### [Material to process]
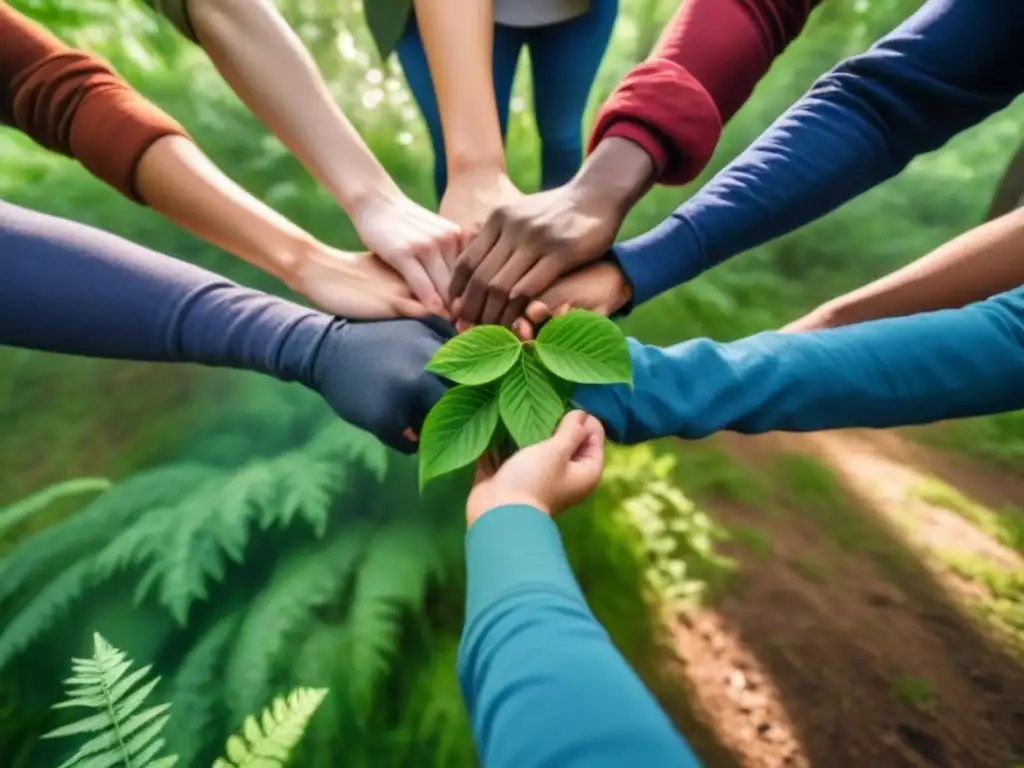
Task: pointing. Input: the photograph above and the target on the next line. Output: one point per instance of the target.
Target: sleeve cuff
(663, 108)
(509, 548)
(665, 257)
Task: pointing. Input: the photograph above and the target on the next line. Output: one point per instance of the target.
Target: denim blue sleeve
(543, 683)
(948, 67)
(72, 289)
(887, 373)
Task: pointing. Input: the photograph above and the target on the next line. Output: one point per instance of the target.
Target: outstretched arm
(705, 67)
(73, 102)
(859, 125)
(982, 262)
(69, 288)
(267, 66)
(886, 373)
(543, 683)
(458, 37)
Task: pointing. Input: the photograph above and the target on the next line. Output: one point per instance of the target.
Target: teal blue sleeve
(543, 683)
(887, 373)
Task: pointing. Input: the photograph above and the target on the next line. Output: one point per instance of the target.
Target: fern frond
(269, 742)
(127, 735)
(45, 608)
(303, 581)
(393, 580)
(15, 513)
(318, 660)
(434, 721)
(102, 521)
(196, 693)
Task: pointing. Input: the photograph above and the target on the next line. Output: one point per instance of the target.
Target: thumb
(409, 307)
(569, 435)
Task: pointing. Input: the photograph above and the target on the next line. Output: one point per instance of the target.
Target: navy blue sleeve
(948, 67)
(69, 288)
(886, 373)
(543, 683)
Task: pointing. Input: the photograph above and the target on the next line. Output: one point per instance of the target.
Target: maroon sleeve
(704, 69)
(73, 102)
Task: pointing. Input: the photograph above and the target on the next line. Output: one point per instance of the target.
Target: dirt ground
(859, 633)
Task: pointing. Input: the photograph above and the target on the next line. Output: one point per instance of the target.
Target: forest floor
(878, 619)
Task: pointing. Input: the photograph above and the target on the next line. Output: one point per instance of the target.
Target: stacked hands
(494, 256)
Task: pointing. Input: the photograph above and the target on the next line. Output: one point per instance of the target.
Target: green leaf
(585, 347)
(457, 430)
(480, 355)
(529, 404)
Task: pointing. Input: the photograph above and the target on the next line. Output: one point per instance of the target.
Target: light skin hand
(267, 66)
(471, 197)
(525, 247)
(355, 286)
(552, 475)
(419, 245)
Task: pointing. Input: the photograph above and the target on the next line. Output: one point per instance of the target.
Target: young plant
(510, 388)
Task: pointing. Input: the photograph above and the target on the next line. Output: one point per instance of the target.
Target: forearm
(69, 288)
(887, 373)
(858, 126)
(267, 66)
(709, 58)
(982, 262)
(531, 651)
(458, 37)
(175, 178)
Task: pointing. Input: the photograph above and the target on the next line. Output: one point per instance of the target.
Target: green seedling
(519, 389)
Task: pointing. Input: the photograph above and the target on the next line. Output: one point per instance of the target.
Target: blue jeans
(564, 57)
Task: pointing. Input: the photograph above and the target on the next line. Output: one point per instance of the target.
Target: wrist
(615, 175)
(476, 511)
(476, 168)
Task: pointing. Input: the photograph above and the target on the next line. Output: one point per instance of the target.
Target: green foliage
(479, 355)
(268, 742)
(16, 513)
(528, 402)
(527, 385)
(460, 425)
(122, 733)
(586, 348)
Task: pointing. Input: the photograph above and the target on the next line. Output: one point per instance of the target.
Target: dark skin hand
(601, 288)
(525, 247)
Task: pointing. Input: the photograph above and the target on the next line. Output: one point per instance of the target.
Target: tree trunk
(1010, 194)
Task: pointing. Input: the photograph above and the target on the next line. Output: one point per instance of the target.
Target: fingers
(420, 284)
(437, 270)
(569, 434)
(403, 307)
(471, 257)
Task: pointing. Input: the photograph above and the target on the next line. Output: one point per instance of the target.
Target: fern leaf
(48, 606)
(94, 526)
(303, 581)
(318, 660)
(269, 742)
(196, 692)
(127, 734)
(393, 579)
(15, 513)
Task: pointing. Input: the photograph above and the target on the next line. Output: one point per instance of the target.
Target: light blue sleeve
(886, 373)
(543, 683)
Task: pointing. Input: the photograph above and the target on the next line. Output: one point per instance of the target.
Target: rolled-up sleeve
(73, 102)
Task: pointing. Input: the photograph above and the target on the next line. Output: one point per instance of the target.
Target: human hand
(420, 245)
(552, 475)
(526, 245)
(372, 374)
(600, 288)
(352, 285)
(471, 196)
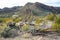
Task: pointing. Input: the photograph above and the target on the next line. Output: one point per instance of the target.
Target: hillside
(37, 9)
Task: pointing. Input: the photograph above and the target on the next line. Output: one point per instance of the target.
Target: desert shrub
(38, 20)
(24, 27)
(57, 20)
(50, 17)
(56, 27)
(8, 32)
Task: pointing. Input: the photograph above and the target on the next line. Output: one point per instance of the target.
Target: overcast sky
(11, 3)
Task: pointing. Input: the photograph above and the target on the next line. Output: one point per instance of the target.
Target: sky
(11, 3)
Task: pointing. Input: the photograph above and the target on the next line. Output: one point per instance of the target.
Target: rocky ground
(28, 36)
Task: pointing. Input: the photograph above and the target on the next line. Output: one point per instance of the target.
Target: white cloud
(10, 3)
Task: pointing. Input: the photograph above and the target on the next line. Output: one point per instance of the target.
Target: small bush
(8, 32)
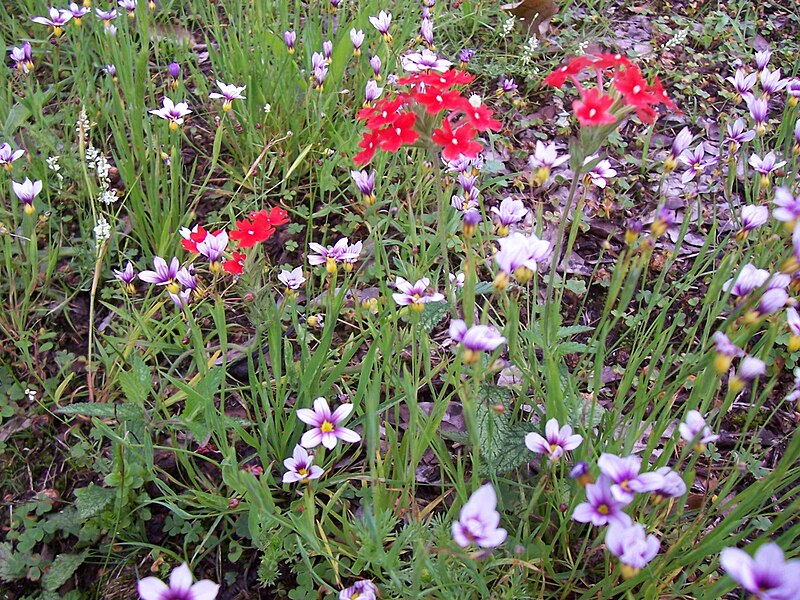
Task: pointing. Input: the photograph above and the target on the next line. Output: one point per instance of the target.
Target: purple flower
(27, 192)
(56, 19)
(180, 587)
(375, 63)
(357, 38)
(679, 146)
(510, 212)
(762, 59)
(556, 441)
(426, 32)
(694, 161)
(228, 94)
(127, 275)
(519, 254)
(174, 113)
(163, 274)
(694, 429)
(365, 182)
(601, 507)
(7, 156)
(292, 279)
(601, 172)
(478, 521)
(478, 338)
(372, 92)
(753, 216)
(767, 575)
(673, 486)
(771, 81)
(633, 548)
(361, 590)
(22, 58)
(329, 256)
(213, 245)
(507, 85)
(788, 206)
(416, 296)
(289, 38)
(299, 467)
(743, 83)
(325, 425)
(737, 135)
(382, 23)
(759, 110)
(625, 477)
(426, 60)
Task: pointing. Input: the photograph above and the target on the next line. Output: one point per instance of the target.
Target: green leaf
(91, 500)
(433, 314)
(63, 567)
(102, 410)
(502, 443)
(137, 383)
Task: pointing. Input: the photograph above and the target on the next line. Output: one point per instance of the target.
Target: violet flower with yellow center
(326, 428)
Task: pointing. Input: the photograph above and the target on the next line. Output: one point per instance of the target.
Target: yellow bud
(470, 357)
(523, 274)
(628, 572)
(722, 362)
(330, 265)
(500, 281)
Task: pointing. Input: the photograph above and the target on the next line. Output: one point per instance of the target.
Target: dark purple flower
(601, 507)
(626, 479)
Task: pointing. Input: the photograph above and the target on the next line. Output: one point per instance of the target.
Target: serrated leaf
(502, 443)
(433, 314)
(102, 410)
(137, 383)
(63, 567)
(91, 500)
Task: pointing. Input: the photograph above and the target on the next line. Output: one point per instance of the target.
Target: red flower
(435, 100)
(384, 113)
(369, 143)
(573, 67)
(398, 133)
(192, 237)
(235, 265)
(248, 233)
(634, 88)
(458, 142)
(276, 217)
(480, 117)
(592, 109)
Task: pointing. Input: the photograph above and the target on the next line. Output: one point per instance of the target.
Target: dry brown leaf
(536, 13)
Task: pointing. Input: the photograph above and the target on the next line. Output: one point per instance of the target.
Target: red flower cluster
(628, 87)
(248, 233)
(397, 120)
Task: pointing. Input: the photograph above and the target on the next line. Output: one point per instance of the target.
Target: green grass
(135, 436)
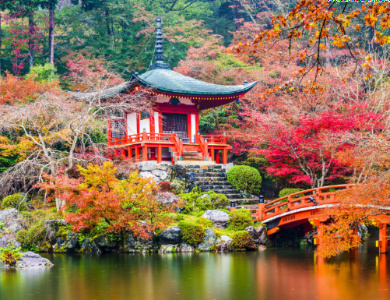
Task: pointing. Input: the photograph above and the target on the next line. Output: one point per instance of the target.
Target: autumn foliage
(16, 90)
(99, 197)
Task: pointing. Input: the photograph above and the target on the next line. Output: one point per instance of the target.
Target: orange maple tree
(16, 90)
(99, 198)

### [Given task]
Count the lines in the records above that contain the word "leaf", and reply with the number only.

### [The output]
5